▶ **EXTRAIT**:
——————
III.-Les peines sont portées à sept ans d’emprisonnement et à un million d’euros d’amende lorsque :
1° Les faits sont commis dans au moins deux des circonstances mentionnées au II ;
2° L’infraction est commise en bande organisée par les membres d’un groupement qui poursuit des activités ayant pour but ou pour effet de créer, de maintenir ou d’exploiter la sujétion psychologique ou physique des personnes qui participent à ces activités ».
Initialement, il fallait démontrer une certaine vulnérabilité de la victime : minorité, infirmité, déficience, état psychologique fragilisé. Cette exigence est supprimée dans la loi du 10 mai 2024.
Désormais la minorité, l’âge, la maladie, l’infirmité, la déficience physique ou psychique ou l’état de grossesse, sont des circonstances aggravantes et non une condition de caractérisation de l’infraction, ce qui permet d’appréhender plus largement l’emprise sectaire.
Le texte vise aussi « l’altération grave de la santé physique ou mentale » en condition alternative de l’acte ou l’abstention gravement préjudiciable de la victime ce qui élargit encore le champ de la répression.
Dès lors, pour entrer en voie de condamnation, la juridiction aura le choix entre constater un acte ou une abstention gravement préjudiciable « ou » une altération physique ou mentale de la victime.
La nouvelle loi a également pris soin de protéger davantage les mineurs en allongeant la prescription pour les délits d’abus de faiblesse et placement en état de sujétion commis à l’encontre de mineurs, qui passe à 10 ans à compter de la majorité.
De plus, l’état de sujétion de la victime a été érigé en circonstance aggravante de nombreux délits (notamment le meurtre, les actes de torture et de barbarie, les violences et l’escroquerie).
L’action des victimes est enfin facilitée puisque l’action civile peut être exercée par une association qui n’est pas reconnue d’utilité publique dans des conditions définies par décret, ce qui n’était pas le cas auparavant car seule l’association UNADFI [6] était reconnue d’utilité publique et avait la possibilité légale de se constituer partie civile pour des infractions à caractère sectaire alors qu’il existe plusieurs associations luttant contre l’emprise (le CAFFES [7] pour n’en citer qu’une seule).
La loi s’adapte aussi aux nouvelles formes d’emprises.
La pandémie de Covid-19 a été le lit de nouvelles théories du bien-être, principalement grâce à internet, prétendus naturopathes, médecins alternatifs et faux spécialistes. Des personnes souvent fragiles, prêtes à tout pour traiter leurs maladies et même à essayer de nouvelles techniques, ont pu être poussées à abandonner leurs parcours de soins traditionnels en se mettant en danger.
Environ 25% des saisines de la Miviludes en 2021 concernaient la santé. Les Jeux Olympiques 2024 ont aussi été un terreau s’agissant des pratiques sportives et des compléments alimentaires douteux.
L’exposé des motifs de la loi au Sénat reprend cette diversification des mouvements sectaires : « depuis une dizaine d’années, les dérives sectaires ont évolué : aux groupes à prétention religieuse viennent désormais s’ajouter une multitude de groupes ou d’individus qui investissent, notamment, les champs de la santé, de l’alimentation et du bien-être, mais aussi le développement personnel, le coaching, la formation ».
C’est pourquoi, la loi crée un nouveau délit de provocation à l’abandon ou l’abstention de soins ou à l’adoption de pratiques présentées comme ayant une finalité thérapeutique ou prophylactique s’il est manifeste, en l’état des connaissances médicales, que cet abandon ou cette abstention est susceptible d’entraîner pour elles des conséquences graves pour leur santé physique ou psychique, et que l’adoption de telles pratiques les expose à un risque immédiat de mort ou de blessures, et alors que la personne a été maintenue dans un état de sujétion psychologique.
Elle facilite aussi les sanctions disciplinaires du corps médical par la transmission par le ministère public aux ordres professionnels concernés des condamnations de ces praticiens pour des infractions en lien avec les dérives sectaires.
——————
[Données d'expressions référentielles]
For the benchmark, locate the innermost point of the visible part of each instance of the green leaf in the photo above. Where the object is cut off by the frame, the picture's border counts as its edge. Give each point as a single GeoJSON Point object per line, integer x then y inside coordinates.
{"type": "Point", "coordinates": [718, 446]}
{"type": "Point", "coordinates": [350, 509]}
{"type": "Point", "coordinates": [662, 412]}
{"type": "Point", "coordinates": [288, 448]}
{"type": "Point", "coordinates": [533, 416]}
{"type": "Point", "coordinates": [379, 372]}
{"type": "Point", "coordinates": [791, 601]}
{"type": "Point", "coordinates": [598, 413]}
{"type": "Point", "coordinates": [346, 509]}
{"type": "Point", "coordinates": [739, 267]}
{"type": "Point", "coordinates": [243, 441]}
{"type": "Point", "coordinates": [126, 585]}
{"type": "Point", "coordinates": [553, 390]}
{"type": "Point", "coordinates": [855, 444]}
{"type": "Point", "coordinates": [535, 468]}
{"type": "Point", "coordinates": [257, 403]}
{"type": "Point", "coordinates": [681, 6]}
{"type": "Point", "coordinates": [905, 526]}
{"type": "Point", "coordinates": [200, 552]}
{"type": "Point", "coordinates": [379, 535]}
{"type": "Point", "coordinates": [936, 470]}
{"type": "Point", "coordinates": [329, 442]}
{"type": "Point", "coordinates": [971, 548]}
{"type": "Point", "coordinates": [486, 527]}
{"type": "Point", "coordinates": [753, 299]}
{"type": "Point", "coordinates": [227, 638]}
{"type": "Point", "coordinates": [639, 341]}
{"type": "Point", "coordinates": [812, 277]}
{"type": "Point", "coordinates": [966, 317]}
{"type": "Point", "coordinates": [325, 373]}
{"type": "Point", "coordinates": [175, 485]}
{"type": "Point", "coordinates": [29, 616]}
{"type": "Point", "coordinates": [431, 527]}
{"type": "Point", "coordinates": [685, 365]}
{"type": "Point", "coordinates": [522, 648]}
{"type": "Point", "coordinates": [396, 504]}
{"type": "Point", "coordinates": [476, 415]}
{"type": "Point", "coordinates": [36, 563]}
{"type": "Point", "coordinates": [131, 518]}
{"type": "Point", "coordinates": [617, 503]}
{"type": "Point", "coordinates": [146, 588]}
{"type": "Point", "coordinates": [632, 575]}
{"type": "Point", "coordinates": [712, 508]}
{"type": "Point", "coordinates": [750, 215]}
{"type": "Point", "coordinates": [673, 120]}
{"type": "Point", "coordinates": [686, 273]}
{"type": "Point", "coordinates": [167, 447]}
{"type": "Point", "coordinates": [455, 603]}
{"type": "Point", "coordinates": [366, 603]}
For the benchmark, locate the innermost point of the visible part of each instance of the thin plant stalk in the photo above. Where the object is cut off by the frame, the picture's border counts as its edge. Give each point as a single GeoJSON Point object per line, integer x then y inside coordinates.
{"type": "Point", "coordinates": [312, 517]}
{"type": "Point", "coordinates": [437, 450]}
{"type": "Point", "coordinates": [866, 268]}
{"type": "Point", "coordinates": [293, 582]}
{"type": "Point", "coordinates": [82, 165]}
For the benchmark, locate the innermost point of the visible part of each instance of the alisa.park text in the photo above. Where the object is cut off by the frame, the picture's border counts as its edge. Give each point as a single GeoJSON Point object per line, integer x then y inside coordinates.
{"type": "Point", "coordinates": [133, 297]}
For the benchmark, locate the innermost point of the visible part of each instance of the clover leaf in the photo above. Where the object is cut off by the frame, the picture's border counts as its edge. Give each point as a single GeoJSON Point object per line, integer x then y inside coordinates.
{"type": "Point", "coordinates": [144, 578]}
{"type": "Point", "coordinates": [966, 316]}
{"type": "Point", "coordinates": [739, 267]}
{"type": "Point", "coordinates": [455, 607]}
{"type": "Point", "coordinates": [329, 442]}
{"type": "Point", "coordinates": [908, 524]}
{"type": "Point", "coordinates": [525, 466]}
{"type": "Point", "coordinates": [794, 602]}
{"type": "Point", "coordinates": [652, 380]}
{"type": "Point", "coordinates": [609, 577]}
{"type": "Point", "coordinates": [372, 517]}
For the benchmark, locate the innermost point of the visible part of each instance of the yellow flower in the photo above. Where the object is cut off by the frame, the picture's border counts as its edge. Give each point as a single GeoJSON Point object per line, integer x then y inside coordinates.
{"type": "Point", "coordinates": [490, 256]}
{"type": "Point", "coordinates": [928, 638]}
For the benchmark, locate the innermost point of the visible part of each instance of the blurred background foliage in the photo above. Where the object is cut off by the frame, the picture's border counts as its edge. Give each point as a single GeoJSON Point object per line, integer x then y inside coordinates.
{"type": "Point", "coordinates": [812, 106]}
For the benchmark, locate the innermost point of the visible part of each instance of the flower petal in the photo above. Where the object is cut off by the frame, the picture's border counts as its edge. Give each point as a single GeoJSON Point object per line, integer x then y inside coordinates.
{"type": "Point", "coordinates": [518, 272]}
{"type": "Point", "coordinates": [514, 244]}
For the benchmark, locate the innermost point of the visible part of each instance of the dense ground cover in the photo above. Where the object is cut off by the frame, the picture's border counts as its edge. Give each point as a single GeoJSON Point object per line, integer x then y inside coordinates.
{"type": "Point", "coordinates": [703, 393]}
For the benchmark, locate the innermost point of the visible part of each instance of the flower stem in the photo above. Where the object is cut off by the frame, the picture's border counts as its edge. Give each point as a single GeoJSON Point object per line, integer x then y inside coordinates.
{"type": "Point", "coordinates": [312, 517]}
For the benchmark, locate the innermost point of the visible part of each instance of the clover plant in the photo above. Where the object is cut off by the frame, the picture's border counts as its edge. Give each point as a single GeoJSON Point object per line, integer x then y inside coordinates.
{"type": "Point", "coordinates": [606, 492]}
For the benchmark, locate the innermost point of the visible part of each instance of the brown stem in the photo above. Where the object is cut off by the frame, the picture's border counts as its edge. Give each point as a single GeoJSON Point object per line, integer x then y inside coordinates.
——————
▶ **CONSIGNE**: Pouvez-vous recopier mot pour mot, dans l'extrait ci-dessus sur la loi contre les dérives sectaires, tout ce qui va de « Désormais la minorité, l’âge, la » jusqu'à « de la victime. » ?

▶ **RÉSULTAT ATTENDU**:
Désormais la minorité, l’âge, la maladie, l’infirmité, la déficience physique ou psychique ou l’état de grossesse, sont des circonstances aggravantes et non une condition de caractérisation de l’infraction, ce qui permet d’appréhender plus largement l’emprise sectaire.
Le texte vise aussi « l’altération grave de la santé physique ou mentale » en condition alternative de l’acte ou l’abstention gravement préjudiciable de la victime ce qui élargit encore le champ de la répression.
Dès lors, pour entrer en voie de condamnation, la juridiction aura le choix entre constater un acte ou une abstention gravement préjudiciable « ou » une altération physique ou mentale de la victime.